# Exercise aim
Copy the rows below word for word, beginning with the first row and continuing through the line that contains "63,178,590,369", both ends included.

(Bounding box data excerpts)
* start *

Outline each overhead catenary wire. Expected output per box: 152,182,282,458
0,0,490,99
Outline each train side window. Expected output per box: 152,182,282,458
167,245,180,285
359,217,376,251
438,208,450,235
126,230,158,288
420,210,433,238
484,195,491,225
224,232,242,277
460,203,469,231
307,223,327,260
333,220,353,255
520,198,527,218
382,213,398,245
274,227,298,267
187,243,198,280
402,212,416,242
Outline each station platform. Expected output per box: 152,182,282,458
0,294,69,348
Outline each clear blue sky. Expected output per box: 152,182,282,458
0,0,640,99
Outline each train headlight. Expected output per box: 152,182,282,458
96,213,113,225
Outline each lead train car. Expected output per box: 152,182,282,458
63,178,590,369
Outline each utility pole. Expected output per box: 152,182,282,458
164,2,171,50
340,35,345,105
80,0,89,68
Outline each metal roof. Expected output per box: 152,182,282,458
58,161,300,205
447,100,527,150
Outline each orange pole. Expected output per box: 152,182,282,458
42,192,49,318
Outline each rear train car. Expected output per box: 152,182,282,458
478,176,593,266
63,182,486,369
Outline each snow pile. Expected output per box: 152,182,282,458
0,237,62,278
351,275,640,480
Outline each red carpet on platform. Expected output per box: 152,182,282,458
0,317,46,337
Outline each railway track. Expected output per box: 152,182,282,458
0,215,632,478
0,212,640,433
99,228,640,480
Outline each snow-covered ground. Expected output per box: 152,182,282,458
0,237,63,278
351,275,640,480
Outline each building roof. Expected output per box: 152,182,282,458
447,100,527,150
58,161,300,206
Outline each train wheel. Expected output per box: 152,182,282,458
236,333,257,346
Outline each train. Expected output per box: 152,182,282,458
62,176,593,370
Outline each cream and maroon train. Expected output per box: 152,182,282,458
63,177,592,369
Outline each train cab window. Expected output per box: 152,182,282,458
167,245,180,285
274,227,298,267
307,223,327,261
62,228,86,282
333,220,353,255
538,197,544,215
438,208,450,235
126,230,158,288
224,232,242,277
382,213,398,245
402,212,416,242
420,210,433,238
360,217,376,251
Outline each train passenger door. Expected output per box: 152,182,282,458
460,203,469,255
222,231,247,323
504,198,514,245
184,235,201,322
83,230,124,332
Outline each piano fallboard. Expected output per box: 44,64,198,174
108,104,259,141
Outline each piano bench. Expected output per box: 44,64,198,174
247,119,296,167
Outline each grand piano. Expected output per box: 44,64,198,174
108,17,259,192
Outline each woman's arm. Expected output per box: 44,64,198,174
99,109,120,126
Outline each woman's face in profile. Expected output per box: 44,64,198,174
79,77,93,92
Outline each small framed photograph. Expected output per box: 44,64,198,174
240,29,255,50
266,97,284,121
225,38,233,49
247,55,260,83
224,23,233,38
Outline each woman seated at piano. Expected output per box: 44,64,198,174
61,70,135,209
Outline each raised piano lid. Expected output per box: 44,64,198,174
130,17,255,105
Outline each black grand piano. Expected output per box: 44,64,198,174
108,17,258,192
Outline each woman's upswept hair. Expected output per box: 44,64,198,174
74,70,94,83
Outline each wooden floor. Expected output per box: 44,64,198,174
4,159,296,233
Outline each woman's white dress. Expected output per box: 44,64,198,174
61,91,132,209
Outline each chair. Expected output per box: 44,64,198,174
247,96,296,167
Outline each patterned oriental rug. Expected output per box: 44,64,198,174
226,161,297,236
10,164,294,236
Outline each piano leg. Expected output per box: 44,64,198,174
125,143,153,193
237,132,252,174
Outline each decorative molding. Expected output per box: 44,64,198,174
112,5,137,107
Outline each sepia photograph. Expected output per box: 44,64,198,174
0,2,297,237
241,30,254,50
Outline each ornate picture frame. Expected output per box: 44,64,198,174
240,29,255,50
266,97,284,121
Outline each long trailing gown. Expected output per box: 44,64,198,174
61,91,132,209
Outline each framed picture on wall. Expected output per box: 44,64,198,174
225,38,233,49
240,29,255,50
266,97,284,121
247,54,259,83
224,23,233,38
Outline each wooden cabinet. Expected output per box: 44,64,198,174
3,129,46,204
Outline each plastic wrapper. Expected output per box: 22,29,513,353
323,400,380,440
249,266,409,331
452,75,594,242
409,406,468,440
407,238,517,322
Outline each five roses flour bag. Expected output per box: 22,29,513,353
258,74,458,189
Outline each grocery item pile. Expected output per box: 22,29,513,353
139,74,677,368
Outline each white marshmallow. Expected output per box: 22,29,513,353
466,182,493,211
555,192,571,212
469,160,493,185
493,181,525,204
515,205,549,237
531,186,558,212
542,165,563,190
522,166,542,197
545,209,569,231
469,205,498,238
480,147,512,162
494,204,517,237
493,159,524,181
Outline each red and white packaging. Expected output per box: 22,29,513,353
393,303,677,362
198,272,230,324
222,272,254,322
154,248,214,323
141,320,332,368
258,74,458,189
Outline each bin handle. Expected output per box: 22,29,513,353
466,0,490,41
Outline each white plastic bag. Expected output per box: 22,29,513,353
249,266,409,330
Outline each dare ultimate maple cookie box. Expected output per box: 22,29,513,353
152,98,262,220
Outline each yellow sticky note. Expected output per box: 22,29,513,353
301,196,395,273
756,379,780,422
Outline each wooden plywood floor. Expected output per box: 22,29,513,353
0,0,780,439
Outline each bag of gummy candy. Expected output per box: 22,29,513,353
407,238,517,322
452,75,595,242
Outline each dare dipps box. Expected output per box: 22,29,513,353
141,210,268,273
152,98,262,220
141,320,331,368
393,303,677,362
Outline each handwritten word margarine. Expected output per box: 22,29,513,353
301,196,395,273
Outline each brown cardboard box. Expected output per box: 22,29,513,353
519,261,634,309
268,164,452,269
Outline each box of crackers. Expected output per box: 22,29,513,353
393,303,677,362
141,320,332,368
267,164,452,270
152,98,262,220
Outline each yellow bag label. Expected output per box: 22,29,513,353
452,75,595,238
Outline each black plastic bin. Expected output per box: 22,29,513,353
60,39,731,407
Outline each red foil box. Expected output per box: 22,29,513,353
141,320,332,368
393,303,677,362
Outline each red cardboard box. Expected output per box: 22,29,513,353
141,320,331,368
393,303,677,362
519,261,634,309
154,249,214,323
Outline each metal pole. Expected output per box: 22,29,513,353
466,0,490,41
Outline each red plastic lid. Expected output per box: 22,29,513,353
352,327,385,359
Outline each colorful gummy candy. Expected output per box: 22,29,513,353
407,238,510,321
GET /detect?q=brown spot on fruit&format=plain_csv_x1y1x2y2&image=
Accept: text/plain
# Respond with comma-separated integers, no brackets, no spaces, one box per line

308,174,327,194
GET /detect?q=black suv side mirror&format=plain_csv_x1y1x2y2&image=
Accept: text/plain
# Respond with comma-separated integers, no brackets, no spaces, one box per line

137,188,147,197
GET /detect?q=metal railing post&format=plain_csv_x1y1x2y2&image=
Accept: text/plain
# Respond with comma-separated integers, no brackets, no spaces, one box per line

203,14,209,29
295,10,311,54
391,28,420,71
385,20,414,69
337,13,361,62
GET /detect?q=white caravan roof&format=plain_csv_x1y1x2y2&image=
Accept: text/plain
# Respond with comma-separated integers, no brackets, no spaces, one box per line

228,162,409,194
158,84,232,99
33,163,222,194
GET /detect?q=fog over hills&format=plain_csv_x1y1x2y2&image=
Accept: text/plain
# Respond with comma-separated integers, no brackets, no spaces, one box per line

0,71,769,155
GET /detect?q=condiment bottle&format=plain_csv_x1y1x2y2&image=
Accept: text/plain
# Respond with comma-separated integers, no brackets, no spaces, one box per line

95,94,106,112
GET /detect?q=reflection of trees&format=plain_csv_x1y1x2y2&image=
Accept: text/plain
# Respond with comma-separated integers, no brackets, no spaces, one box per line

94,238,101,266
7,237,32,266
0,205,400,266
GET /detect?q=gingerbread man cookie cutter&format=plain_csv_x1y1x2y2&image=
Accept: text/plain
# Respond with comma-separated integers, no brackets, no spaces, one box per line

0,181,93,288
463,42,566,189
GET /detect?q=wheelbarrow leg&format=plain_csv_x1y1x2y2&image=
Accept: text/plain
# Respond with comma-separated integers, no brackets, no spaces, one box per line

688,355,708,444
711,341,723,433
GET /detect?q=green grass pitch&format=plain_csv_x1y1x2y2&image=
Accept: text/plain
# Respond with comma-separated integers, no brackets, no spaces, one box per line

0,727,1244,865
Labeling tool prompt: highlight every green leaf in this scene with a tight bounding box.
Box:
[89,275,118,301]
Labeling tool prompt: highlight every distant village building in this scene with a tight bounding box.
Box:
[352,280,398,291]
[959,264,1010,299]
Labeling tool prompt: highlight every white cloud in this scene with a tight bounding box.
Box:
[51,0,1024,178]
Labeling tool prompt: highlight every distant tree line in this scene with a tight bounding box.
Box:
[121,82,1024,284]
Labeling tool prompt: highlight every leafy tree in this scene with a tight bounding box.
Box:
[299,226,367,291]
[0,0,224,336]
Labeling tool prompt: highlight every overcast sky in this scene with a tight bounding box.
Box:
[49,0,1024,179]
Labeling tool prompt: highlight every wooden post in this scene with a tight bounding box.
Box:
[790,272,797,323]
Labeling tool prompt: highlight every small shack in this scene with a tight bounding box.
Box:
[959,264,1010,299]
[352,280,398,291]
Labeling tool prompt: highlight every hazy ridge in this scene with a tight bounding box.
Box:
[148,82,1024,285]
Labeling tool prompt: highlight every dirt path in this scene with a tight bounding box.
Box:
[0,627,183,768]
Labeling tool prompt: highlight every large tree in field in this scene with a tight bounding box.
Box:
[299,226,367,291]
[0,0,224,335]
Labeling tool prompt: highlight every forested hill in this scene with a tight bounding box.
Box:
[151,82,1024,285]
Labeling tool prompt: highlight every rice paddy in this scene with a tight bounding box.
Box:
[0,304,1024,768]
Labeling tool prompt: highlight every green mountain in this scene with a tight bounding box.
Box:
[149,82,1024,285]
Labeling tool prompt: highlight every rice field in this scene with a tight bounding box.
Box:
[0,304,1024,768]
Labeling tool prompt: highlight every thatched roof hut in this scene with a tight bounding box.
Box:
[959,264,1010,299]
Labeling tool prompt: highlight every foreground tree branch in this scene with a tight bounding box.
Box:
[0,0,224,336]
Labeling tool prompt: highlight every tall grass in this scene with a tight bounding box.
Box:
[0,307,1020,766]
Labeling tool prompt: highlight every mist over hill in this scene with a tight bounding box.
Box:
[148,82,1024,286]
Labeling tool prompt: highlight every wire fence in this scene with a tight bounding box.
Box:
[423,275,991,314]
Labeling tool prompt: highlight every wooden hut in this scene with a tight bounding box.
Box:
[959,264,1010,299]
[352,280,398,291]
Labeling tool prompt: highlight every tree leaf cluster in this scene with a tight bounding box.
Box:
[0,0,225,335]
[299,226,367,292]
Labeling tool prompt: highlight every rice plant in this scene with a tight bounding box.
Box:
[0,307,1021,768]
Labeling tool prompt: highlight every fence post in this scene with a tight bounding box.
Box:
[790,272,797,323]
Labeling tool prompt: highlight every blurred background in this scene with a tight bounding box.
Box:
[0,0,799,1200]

* end *

# The completed task
Outline each overhead catenary wire. Expected output per box: 152,182,282,458
0,0,490,99
Outline each train side window. Expected output per box: 152,182,282,458
167,245,180,285
359,217,376,251
438,208,450,235
126,230,158,288
420,210,433,238
484,195,491,225
224,232,242,277
460,203,469,231
307,223,327,260
333,220,353,255
520,198,527,218
382,213,398,245
274,227,298,267
187,243,198,280
402,212,416,242
Outline each station platform. Expected output per box: 152,182,282,458
0,294,69,348
Outline each clear blue sky. Expected output per box: 152,182,282,458
0,0,640,99
Outline each train headlight. Expected output per box: 152,182,282,458
96,213,113,225
Outline each lead train car. Expected output per box: 152,182,282,458
63,178,590,369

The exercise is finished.